The Taradale Viaduct is a large wrought iron box girder bridge over Back Creek at Taradale, Victoria on the Bendigo Railway in Victoria Australia. It was erected as part of the Melbourne, Mount Alexander and Murray River Railway between 1858 and 1861, and was at the time one of the largest rail bridges built in Australia.

Construction of the Bendigo line commenced under the Melbourne, Mount Alexander and Murray River Railway Company in 1858, but this private consortium met with financial difficulties when it was unable to raise sufficient funds, and was bought out by the Victorian colonial government in 1860 when it formed the Victorian Railways Department. The design work was then taken over by Captain Andrew Clarke, R. E., Surveyor-General of Victoria, with the bridge designs completed by Bryson and O'Hara The ironwork for the bridge was made by Rowland Brotherhood, of Chippenham, Wiltshire, under the supervision of British Railway engineer Isambard Kingdom Brunel. The foundation stone was laid by Mr. W. S. Urquhart Wednesday 25 September 1861

The contract for the first stage of the line from Footscray to Sandhurst (now Bendigo), was let to Cornish and Bruce for £3,356,937.2s.2d ($6.714 million) with work commencing on 1 June 1858. Completion of the permanent way was to be by 31 July 1861.

> DATA SHOWN
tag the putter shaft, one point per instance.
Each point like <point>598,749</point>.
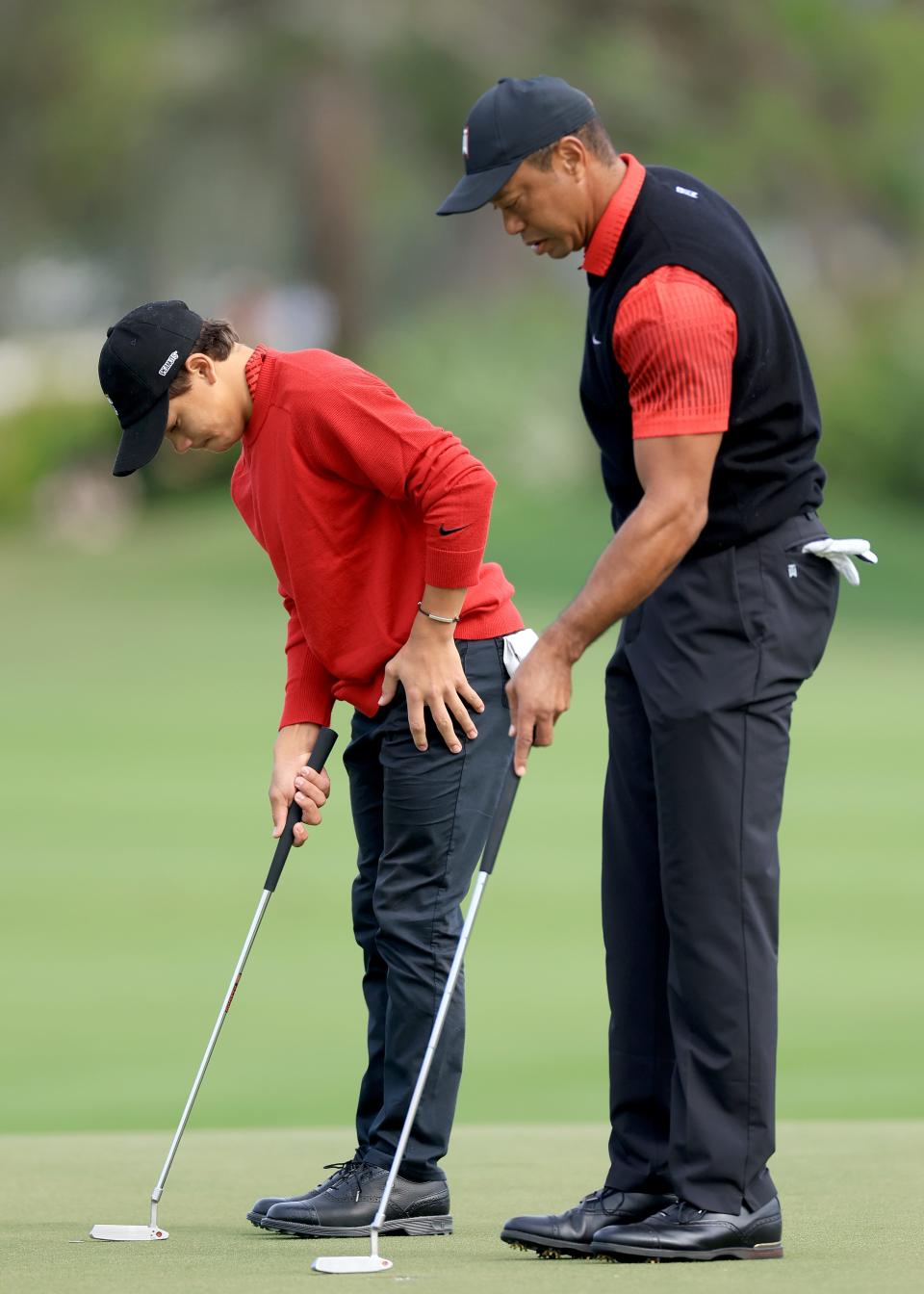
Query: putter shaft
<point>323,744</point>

==

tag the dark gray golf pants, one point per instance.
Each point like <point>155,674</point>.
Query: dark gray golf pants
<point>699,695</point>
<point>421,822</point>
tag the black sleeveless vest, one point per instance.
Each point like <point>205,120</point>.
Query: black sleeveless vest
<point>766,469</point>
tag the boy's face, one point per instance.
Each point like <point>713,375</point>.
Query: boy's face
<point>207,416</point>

--

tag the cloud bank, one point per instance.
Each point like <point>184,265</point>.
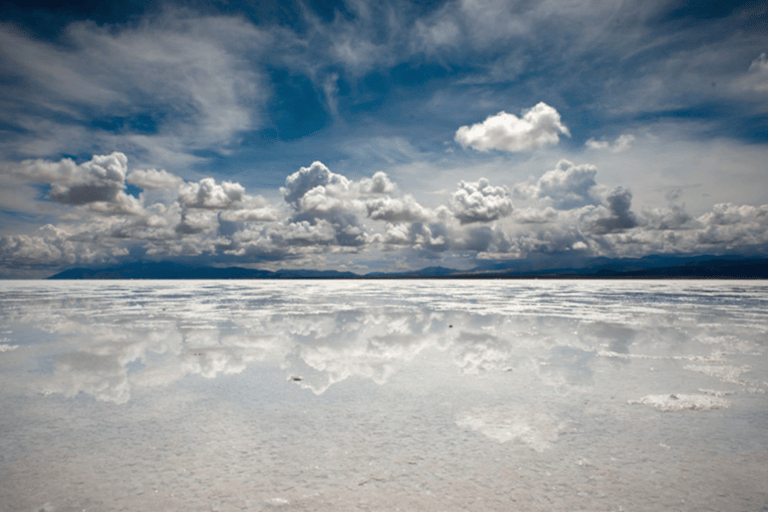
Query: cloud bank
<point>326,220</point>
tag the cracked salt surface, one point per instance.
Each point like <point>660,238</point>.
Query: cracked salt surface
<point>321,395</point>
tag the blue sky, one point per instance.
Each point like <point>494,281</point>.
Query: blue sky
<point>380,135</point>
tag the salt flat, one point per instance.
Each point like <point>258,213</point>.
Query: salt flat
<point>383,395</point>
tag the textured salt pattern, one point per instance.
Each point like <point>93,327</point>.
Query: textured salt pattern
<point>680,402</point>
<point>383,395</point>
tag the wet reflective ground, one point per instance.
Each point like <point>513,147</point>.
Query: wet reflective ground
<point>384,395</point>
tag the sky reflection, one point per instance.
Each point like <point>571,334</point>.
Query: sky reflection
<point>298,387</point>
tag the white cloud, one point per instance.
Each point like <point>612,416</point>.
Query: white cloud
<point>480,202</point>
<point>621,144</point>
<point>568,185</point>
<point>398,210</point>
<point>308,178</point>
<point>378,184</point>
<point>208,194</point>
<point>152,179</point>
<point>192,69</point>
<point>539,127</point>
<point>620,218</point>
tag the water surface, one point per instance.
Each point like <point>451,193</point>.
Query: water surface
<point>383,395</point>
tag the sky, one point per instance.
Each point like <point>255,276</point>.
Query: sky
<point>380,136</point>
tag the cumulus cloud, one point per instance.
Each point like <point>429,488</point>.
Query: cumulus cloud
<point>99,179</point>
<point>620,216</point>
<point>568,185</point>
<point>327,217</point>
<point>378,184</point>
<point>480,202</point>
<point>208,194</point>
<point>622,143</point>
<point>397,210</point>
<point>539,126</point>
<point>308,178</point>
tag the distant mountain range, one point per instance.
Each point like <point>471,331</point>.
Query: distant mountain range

> EXERCISE INSTRUCTIONS
1. Translate this sentence from the Taradale Viaduct passage into Spanish: "It was erected as part of the Melbourne, Mount Alexander and Murray River Railway between 1858 and 1861, and was at the time one of the largest rail bridges built in Australia."
2. Answer these questions from the Taradale Viaduct passage.
(a) What creek does the viaduct cross?
(b) Who made the ironwork for the bridge?
(c) To whom was the contract for the first stage of the line let?
3. Using the Taradale Viaduct passage, explain in one to three sentences what problem the private company building the Bendigo line ran into before the Victorian colonial government bought it out.

> RESPONSES TO THE EXERCISE
1. Se erigió como parte del Melbourne, Mount Alexander and Murray River Railway entre 1858 y 1861, y en ese momento era uno de los puentes ferroviarios más grandes construidos en Australia.

2.
(a) Back Creek
(b) Rowland Brotherhood, of Chippenham, Wiltshire
(c) Cornish and Bruce

3. The Melbourne, Mount Alexander and Murray River Railway Company was unable to raise enough funds and ran into financial difficulties. It was then bought out by the Victorian colonial government in 1860, when the government formed the Victorian Railways Department.